→ **Your tasks**:
1. Transcribe everything in the passage on Black's conviction and imprisonment from "Following his release, Black" down to "serving his sentence.".
2. Write the next part of the passage on Black's conviction and imprisonment, picking up after its final sentence.

======== Selected excerpt ========

On 30 June 2011, Black published an article for the National Review Online that provided his scathing view of the legal case, detailing it as a miscarriage of justice and an "unaccountable and often lawless prosecution".

Black's motion that the last remaining counts of conviction be vacated due to prosecutorial misconduct and his claim that he had been denied the right to have the defense counsel of his choice were denied in February 2013, along with his request for an evidentiary hearing. Black continues to maintain his innocence, and has likened the United States justice system to that of North Korea. Black has publicly stated that he is proud to have been "sent to prison for crimes I would never dream of committing, for having fought it out as well as anyone could, and for making the best I could of a bad situation".

===Incarceration===
Until 21 July 2010, Black was incarcerated at the Federal Correctional Institution (Low Security) in Sumter County, Florida, a part of Federal Correctional Complex, Coleman.

Following his release, Black wrote a column for Canada's National Post on his time in prison. He described US inmates as an "ostracized, voiceless legion of the walking dead".

Black did not return to the Federal Correctional Institution in Coleman, Florida. On 6 September 2011, he was sent to a different Florida federal correction facility in Miami. He was released from prison on 4 May 2012. Although he became a citizen of the United Kingdom in 2001 and became a British peer, he chose to live in his native Canada after his prison term was completed. Black, who renounced his Canadian citizenship in 2001 as a result of Black v Chrétien, was granted a one-year temporary resident permit to live in Canada in March 2012 when he was still serving his sentence.

Upon his release from prison, Black was deported to Canada.

======== Raw data ========

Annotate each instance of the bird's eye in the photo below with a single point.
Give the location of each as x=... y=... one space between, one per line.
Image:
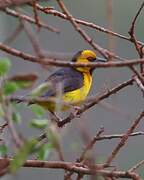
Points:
x=91 y=58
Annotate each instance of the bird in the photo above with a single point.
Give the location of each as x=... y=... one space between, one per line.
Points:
x=72 y=84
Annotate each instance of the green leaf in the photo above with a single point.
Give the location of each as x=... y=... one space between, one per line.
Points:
x=16 y=117
x=37 y=110
x=10 y=87
x=44 y=151
x=4 y=66
x=3 y=150
x=1 y=111
x=39 y=123
x=21 y=156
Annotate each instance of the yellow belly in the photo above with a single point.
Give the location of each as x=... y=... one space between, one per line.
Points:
x=74 y=97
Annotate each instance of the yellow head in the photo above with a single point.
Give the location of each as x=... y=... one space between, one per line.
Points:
x=86 y=56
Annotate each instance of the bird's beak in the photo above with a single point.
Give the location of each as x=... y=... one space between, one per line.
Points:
x=98 y=59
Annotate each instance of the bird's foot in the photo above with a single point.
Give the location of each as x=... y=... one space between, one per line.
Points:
x=54 y=117
x=75 y=111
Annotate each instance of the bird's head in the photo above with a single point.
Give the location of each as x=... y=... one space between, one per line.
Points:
x=86 y=56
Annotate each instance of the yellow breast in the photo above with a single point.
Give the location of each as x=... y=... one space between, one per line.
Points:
x=74 y=97
x=79 y=94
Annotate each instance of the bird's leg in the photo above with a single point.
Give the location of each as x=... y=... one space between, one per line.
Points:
x=54 y=117
x=75 y=111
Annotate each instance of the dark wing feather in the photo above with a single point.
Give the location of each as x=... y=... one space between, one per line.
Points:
x=69 y=79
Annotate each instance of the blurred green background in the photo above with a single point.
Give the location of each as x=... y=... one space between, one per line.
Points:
x=127 y=103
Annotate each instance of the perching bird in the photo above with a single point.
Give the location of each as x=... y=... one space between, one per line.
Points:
x=71 y=83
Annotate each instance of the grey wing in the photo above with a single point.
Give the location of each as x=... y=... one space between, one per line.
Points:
x=67 y=79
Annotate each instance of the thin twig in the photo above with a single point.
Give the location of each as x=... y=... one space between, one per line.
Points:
x=77 y=168
x=95 y=101
x=124 y=138
x=29 y=19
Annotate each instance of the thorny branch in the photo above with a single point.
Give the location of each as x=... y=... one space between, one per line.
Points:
x=78 y=167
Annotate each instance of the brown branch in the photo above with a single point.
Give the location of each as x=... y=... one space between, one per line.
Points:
x=95 y=101
x=29 y=19
x=86 y=37
x=90 y=145
x=135 y=167
x=54 y=12
x=77 y=168
x=138 y=47
x=8 y=3
x=53 y=62
x=124 y=138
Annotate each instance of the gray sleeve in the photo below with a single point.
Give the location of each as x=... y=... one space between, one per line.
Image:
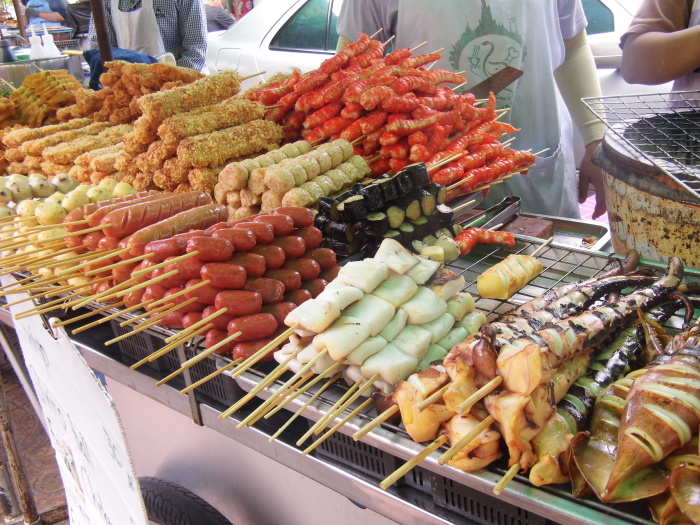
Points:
x=368 y=16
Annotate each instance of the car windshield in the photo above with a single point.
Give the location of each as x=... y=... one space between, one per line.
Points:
x=308 y=29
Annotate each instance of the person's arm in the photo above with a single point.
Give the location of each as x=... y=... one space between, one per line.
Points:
x=51 y=16
x=192 y=24
x=577 y=78
x=658 y=57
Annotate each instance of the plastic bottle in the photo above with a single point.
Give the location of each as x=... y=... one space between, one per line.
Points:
x=36 y=50
x=50 y=48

========

→ **Responses by task**:
1.
Following his release, Black wrote a column for Canada's National Post on his time in prison. He described US inmates as an "ostracized, voiceless legion of the walking dead".

Black did not return to the Federal Correctional Institution in Coleman, Florida. On 6 September 2011, he was sent to a different Florida federal correction facility in Miami. He was released from prison on 4 May 2012. Although he became a citizen of the United Kingdom in 2001 and became a British peer, he chose to live in his native Canada after his prison term was completed. Black, who renounced his Canadian citizenship in 2001 as a result of Black v Chrétien, was granted a one-year temporary resident permit to live in Canada in March 2012 when he was still serving his sentence.

2.
===Removal from the Order of Canada and Queen's Privy Council for Canada===
Black was appointed an Officer of the Order of Canada in 1990. In 2011, after Black returned to prison due to the failure of his appeal, Rideau Hall, the seat of the Chancellery of Honours, confirmed that the honour accorded to Black was under review by the order's Advisory Council, which has the power to recommend "the termination of a person's appointment to the Order of Canada if the person has been convicted of a criminal offence".

Once the review process started, Black submitted a written application in defence of keeping his place in the Order of Canada, but failed in his efforts to persuade the advisory council he should appear before them to defend his case orally. Black took the matter to the Federal Court of Canada, which ruled that the council had no obligation to change its regular review process (which allows for written submissions only) simply to accommodate Black. Black attempted to appeal the court's decision without success.

In an October 2012 interview, Black intimated that he would rather resign from the order than be removed: "I would not wait for giving these junior officials the evidently almost aphrodisiacal pleasure of throwing me out. I would withdraw", he told CBC's Susan Ormiston. "In fact, I wouldn't be interested in serving."

The Governor General of Canada, David Johnston, announced Black's removal from the Order of Canada and his expulsion from the Queen's Privy Council for Canada in January 2014. Johnston had been recommended to do so by the advisory council of the Order of Canada and the Canadian prime minister. As a result, Black may also no longer employ the post-nominal initials OC and PC.

===Pardon===

2019 pardon granted by Donald Trump

On 15 May 2019, US president Donald Trump granted Black a full pardon. Trump noted "broad support from many high-profile individuals who have vigorously vouched for his exceptional character". Black is a friend of Trump and has written flatteringly about him in opinion articles and in the 2018 book Donald J. Trump: A President Like No Other. Many news sources linked Black's recent book and his long friendship with Trump to the pardon. The Washington Post noted, "In addition to his book, Black frequently writes columns praising Trump and considers the president a friend". Upon his release from prison, Black had been deported to Canada and was previously barred from entering the US for 30 years. The pardon allows him to travel to the US.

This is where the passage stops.